Records from a dataset:
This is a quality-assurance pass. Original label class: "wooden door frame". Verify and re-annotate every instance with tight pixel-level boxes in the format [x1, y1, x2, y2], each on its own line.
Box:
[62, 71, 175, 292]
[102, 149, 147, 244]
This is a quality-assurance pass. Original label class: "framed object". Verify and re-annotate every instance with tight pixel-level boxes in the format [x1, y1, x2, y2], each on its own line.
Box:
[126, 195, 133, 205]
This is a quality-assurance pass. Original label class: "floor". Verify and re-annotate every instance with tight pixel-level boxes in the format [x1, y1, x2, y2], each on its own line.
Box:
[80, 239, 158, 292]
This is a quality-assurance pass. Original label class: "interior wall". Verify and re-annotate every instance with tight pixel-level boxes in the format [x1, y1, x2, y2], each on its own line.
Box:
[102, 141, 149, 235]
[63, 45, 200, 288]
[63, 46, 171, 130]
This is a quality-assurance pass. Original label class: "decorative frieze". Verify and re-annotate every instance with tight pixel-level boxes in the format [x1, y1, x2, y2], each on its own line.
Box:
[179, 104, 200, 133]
---
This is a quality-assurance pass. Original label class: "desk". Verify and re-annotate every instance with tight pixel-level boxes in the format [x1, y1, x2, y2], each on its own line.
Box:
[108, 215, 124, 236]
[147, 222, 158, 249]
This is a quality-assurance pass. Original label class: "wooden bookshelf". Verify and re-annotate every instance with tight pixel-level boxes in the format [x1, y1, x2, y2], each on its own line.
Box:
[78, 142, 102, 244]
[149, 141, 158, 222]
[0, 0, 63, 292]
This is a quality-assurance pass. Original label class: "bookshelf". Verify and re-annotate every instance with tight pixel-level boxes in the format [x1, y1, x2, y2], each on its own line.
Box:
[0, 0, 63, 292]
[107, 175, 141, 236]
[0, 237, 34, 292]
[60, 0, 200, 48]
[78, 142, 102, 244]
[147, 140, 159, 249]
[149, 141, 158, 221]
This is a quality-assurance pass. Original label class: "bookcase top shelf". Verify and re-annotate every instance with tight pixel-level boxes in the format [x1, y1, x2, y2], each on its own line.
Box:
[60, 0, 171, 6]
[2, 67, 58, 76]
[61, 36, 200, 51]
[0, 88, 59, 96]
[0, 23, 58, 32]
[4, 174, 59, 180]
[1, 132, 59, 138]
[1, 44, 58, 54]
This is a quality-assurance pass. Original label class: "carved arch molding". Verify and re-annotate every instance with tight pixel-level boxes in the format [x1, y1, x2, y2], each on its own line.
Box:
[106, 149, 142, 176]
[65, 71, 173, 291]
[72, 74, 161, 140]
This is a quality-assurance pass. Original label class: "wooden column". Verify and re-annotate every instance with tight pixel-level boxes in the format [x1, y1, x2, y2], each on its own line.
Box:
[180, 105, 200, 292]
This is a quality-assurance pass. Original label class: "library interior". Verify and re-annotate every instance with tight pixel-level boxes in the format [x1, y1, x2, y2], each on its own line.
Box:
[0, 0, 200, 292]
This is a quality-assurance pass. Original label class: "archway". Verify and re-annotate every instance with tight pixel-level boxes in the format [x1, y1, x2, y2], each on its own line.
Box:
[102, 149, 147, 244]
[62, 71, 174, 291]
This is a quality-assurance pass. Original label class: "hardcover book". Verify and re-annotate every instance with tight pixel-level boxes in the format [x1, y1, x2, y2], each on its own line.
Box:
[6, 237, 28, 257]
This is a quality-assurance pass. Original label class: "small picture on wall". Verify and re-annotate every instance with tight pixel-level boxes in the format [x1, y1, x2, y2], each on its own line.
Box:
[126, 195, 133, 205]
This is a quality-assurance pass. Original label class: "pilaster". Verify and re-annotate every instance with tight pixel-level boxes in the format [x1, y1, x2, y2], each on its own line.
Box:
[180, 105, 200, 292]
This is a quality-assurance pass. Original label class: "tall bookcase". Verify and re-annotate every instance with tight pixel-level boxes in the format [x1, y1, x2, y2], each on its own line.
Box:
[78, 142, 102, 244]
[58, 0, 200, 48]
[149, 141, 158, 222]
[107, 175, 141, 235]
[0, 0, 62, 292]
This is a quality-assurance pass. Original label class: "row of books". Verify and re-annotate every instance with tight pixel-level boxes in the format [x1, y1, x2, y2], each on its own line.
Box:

▶ _BRIEF_:
Show every line of the rows above that contains the word "wooden", copying each line in full. Case counts.

▶ _REPLY_:
This is a quality-assurance pass. Original label class: "wooden door frame". Verify and re-annotate every instance with tight pixel-level boxes in the format [x1, y1, x2, y2], each on its own line.
This is a quality-assurance pass. Original label class: "wooden bookshelf". Verify and re-annotate every instance with tight pixel-level boxes in the format [x1, y1, x2, y2], each on its own line.
This is a quality-assurance pass. Original label class: "wooden column". Verify and re-annotate every instance with tight pixel-level boxes in the format [x1, y1, x2, y2], each on its own line.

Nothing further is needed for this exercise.